WHAT NEEDS TO BE DONE → Present every line of the items below as a Markdown table with two columns, Row and Line. Number each row and leave out blank lines.
*****
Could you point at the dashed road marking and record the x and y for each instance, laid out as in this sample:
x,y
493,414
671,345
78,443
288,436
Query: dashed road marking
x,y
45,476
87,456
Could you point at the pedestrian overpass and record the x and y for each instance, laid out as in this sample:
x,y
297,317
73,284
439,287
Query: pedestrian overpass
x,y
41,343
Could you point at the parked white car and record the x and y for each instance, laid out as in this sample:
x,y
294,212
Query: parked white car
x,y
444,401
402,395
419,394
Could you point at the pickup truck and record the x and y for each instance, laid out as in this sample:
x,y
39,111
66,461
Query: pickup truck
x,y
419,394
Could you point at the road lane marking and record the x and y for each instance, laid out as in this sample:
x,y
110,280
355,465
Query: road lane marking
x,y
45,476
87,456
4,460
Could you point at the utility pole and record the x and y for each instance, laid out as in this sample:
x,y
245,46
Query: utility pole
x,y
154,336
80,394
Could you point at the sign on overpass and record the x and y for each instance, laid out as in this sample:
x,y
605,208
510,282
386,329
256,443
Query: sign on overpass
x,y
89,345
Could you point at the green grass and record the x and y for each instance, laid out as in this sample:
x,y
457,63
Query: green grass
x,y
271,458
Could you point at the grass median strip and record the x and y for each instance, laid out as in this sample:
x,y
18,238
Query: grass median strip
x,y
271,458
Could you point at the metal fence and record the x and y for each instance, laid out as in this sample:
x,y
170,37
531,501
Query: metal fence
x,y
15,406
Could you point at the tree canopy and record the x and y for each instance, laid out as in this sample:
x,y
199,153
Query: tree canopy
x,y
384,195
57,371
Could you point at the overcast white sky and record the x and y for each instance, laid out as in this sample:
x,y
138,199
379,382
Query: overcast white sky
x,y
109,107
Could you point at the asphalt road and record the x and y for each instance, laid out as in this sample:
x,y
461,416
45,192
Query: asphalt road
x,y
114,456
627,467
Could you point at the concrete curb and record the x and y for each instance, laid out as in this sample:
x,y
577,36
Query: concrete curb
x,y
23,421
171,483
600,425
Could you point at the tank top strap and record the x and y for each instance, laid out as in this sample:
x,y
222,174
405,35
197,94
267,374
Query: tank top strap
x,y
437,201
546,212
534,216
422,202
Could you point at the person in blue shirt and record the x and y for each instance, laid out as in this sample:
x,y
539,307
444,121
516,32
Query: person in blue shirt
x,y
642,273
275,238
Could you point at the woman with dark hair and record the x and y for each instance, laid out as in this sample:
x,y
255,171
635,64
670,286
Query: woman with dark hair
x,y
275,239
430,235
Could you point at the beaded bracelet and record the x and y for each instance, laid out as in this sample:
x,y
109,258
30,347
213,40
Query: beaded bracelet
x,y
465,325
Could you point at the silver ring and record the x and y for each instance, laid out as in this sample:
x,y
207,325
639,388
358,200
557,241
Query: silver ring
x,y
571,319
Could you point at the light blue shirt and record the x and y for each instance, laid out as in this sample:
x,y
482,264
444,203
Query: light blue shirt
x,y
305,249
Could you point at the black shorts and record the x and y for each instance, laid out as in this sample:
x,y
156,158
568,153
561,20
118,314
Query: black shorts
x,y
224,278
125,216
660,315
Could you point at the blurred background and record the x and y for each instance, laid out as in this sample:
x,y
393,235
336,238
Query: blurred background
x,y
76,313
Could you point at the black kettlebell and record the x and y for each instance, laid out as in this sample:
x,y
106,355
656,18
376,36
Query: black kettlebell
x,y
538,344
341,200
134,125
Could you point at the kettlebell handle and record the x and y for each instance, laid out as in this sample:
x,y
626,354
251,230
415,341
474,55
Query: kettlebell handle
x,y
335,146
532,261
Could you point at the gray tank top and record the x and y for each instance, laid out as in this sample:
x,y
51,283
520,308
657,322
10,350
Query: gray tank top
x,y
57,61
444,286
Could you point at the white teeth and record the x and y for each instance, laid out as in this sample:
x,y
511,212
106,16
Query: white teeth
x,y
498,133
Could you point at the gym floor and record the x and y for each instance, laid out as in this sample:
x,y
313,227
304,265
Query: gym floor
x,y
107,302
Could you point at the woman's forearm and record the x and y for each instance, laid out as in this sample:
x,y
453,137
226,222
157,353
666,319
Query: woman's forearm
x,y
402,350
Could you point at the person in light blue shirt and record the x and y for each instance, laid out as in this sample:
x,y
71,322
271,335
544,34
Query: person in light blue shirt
*****
THE ANSWER →
| Row | Line |
|---|---|
| 1 | Could you point at the dashed road marking and record the x and y for each instance, laid out as in this sample: |
| 2 | x,y |
| 3 | 493,414 |
| 4 | 671,345 |
| 5 | 78,443 |
| 6 | 288,436 |
| 7 | Query: dashed road marking |
| 8 | x,y |
| 9 | 45,476 |
| 10 | 87,456 |
| 11 | Could you point at the pedestrian overpass and record the x and y for each instance, laid out as in this sample: |
| 12 | x,y |
| 13 | 297,317 |
| 14 | 73,284 |
| 15 | 439,287 |
| 16 | Query: pedestrian overpass |
| 17 | x,y |
| 18 | 41,343 |
| 19 | Could you point at the parked white car and record the x and y for each instance, laid out as in this sample: |
| 20 | x,y |
| 21 | 294,212 |
| 22 | Query: parked white car |
| 23 | x,y |
| 24 | 444,401 |
| 25 | 402,395 |
| 26 | 419,394 |
| 27 | Could you point at the pickup truck and record the x and y for each instance, laid out as in this sample: |
| 28 | x,y |
| 29 | 39,111 |
| 30 | 66,461 |
| 31 | Query: pickup truck |
| 32 | x,y |
| 33 | 419,394 |
| 34 | Could you point at the road lane marking and record the x and y for each instance, laid out as in this sample: |
| 35 | x,y |
| 36 | 110,280 |
| 37 | 355,465 |
| 38 | Query: road lane marking |
| 39 | x,y |
| 40 | 45,476 |
| 41 | 87,456 |
| 42 | 4,460 |
| 43 | Could you point at the utility pole and record the x and y for each instance, laid out as in this sample: |
| 44 | x,y |
| 45 | 245,46 |
| 46 | Query: utility pole |
| 47 | x,y |
| 48 | 154,336 |
| 49 | 80,394 |
| 50 | Could you point at the sign on overpass and record the x and y for each instance, laid out as in this sample: |
| 51 | x,y |
| 52 | 605,208 |
| 53 | 510,282 |
| 54 | 386,329 |
| 55 | 256,443 |
| 56 | Query: sign on overpass |
| 57 | x,y |
| 58 | 89,345 |
| 59 | Could you point at the green grass and record the x and y for each instance, laid out as in this sample: |
| 60 | x,y |
| 61 | 457,63 |
| 62 | Query: green grass |
| 63 | x,y |
| 64 | 271,458 |
| 65 | Could you point at the grass median strip and record the x and y for each instance, laid out as in this sample: |
| 66 | x,y |
| 67 | 18,238 |
| 68 | Query: grass median strip |
| 69 | x,y |
| 70 | 271,458 |
| 71 | Could you point at the metal fence and record the x and y for each instance, laid out as in this sample: |
| 72 | x,y |
| 73 | 170,37 |
| 74 | 531,501 |
| 75 | Query: metal fence |
| 76 | x,y |
| 77 | 15,406 |
| 78 | Could you point at the tree canopy and record the x and y for each instance, laid out as in this sample: |
| 79 | x,y |
| 80 | 199,153 |
| 81 | Query: tree canopy |
| 82 | x,y |
| 83 | 384,195 |
| 84 | 57,371 |
| 85 | Could you point at the overcast white sky and record the x and y for each instance, laid out as in this sample: |
| 86 | x,y |
| 87 | 138,199 |
| 88 | 379,382 |
| 89 | Query: overcast white sky |
| 90 | x,y |
| 91 | 109,107 |
| 92 | Could you point at the asphalt road and record the x and y for each instance, laid out as in this sample: |
| 93 | x,y |
| 94 | 461,416 |
| 95 | 45,192 |
| 96 | Query: asphalt road |
| 97 | x,y |
| 98 | 114,456 |
| 99 | 627,467 |
| 100 | Could you point at the concrete curb and record the x and y for each instance, laid out as in this sample: |
| 101 | x,y |
| 102 | 577,36 |
| 103 | Query: concrete curb |
| 104 | x,y |
| 105 | 23,421 |
| 106 | 171,483 |
| 107 | 600,425 |
| 108 | Could you point at the tank top strap and record the x and y for each instance, laid out as in this sample: |
| 109 | x,y |
| 110 | 222,174 |
| 111 | 405,35 |
| 112 | 197,94 |
| 113 | 267,374 |
| 114 | Query: tank top strap |
| 115 | x,y |
| 116 | 437,201 |
| 117 | 546,212 |
| 118 | 534,216 |
| 119 | 422,202 |
| 120 | Could you point at the person in blue shirt and record the x and y for each instance, laid out as in this sample: |
| 121 | x,y |
| 122 | 539,307 |
| 123 | 444,121 |
| 124 | 516,32 |
| 125 | Query: person in blue shirt |
| 126 | x,y |
| 127 | 642,273 |
| 128 | 275,238 |
| 129 | Could you point at the woman with dark hair and record the x and y for each instance, laid out as in this sample: |
| 130 | x,y |
| 131 | 255,171 |
| 132 | 635,64 |
| 133 | 670,286 |
| 134 | Query: woman with dark hair |
| 135 | x,y |
| 136 | 275,239 |
| 137 | 430,235 |
| 138 | Could you point at the beaded bracelet and record the x and y for each instance, laid out as in this sample: |
| 139 | x,y |
| 140 | 109,258 |
| 141 | 30,347 |
| 142 | 213,40 |
| 143 | Query: beaded bracelet |
| 144 | x,y |
| 145 | 465,325 |
| 146 | Could you point at the silver ring and record the x and y for each instance, laid out as in this sample: |
| 147 | x,y |
| 148 | 207,325 |
| 149 | 639,388 |
| 150 | 358,200 |
| 151 | 557,241 |
| 152 | Query: silver ring |
| 153 | x,y |
| 154 | 571,319 |
| 155 | Could you point at the light blue shirt and record the x and y for each instance, laid out as in this sample: |
| 156 | x,y |
| 157 | 482,264 |
| 158 | 444,203 |
| 159 | Query: light blue shirt |
| 160 | x,y |
| 161 | 305,249 |
| 162 | Could you point at the black shorts and record the x and y for each instance, laid out as in this sample: |
| 163 | x,y |
| 164 | 156,158 |
| 165 | 568,153 |
| 166 | 561,20 |
| 167 | 118,314 |
| 168 | Query: black shorts |
| 169 | x,y |
| 170 | 224,278 |
| 171 | 125,216 |
| 172 | 660,315 |
| 173 | Could you point at the blurred background and record the x and y for each instance, laid out as in this sample: |
| 174 | x,y |
| 175 | 393,235 |
| 176 | 336,238 |
| 177 | Query: blurred background |
| 178 | x,y |
| 179 | 76,313 |
| 180 | Could you point at the black kettlebell and record the x and y for each instance, laid out as in this sample: |
| 181 | x,y |
| 182 | 106,355 |
| 183 | 656,18 |
| 184 | 376,36 |
| 185 | Query: black kettlebell |
| 186 | x,y |
| 187 | 538,344 |
| 188 | 341,200 |
| 189 | 134,125 |
| 190 | Could you point at the kettlebell handle and record the x and y for each instance, laid out as in this sample: |
| 191 | x,y |
| 192 | 626,354 |
| 193 | 251,230 |
| 194 | 415,341 |
| 195 | 474,55 |
| 196 | Query: kettlebell handle |
| 197 | x,y |
| 198 | 335,146 |
| 199 | 532,261 |
| 200 | Could you point at the gray tank top and record the x and y for each instance, laid out as in this sample: |
| 201 | x,y |
| 202 | 51,283 |
| 203 | 520,308 |
| 204 | 657,322 |
| 205 | 10,350 |
| 206 | Query: gray tank top |
| 207 | x,y |
| 208 | 57,61 |
| 209 | 444,286 |
| 210 | Could you point at the white teeth and record the x and y for each instance, laid out as in this sample: |
| 211 | x,y |
| 212 | 511,212 |
| 213 | 106,16 |
| 214 | Query: white teeth |
| 215 | x,y |
| 216 | 498,133 |
| 217 | Could you point at the gym floor and record the x and y for each instance, laid out as in this sample: |
| 218 | x,y |
| 219 | 313,227 |
| 220 | 304,265 |
| 221 | Query: gym floor |
| 222 | x,y |
| 223 | 107,302 |
| 224 | Could you point at the woman's forearm and record the x and y for each instance, laid out as in this sample: |
| 225 | x,y |
| 226 | 453,137 |
| 227 | 226,222 |
| 228 | 157,353 |
| 229 | 666,319 |
| 230 | Query: woman's forearm |
| 231 | x,y |
| 232 | 402,350 |
| 233 | Could you point at the person in light blue shirt and record the x and y for each instance, laid out as in this sample: |
| 234 | x,y |
| 235 | 71,322 |
| 236 | 271,335 |
| 237 | 544,34 |
| 238 | Query: person in light blue shirt |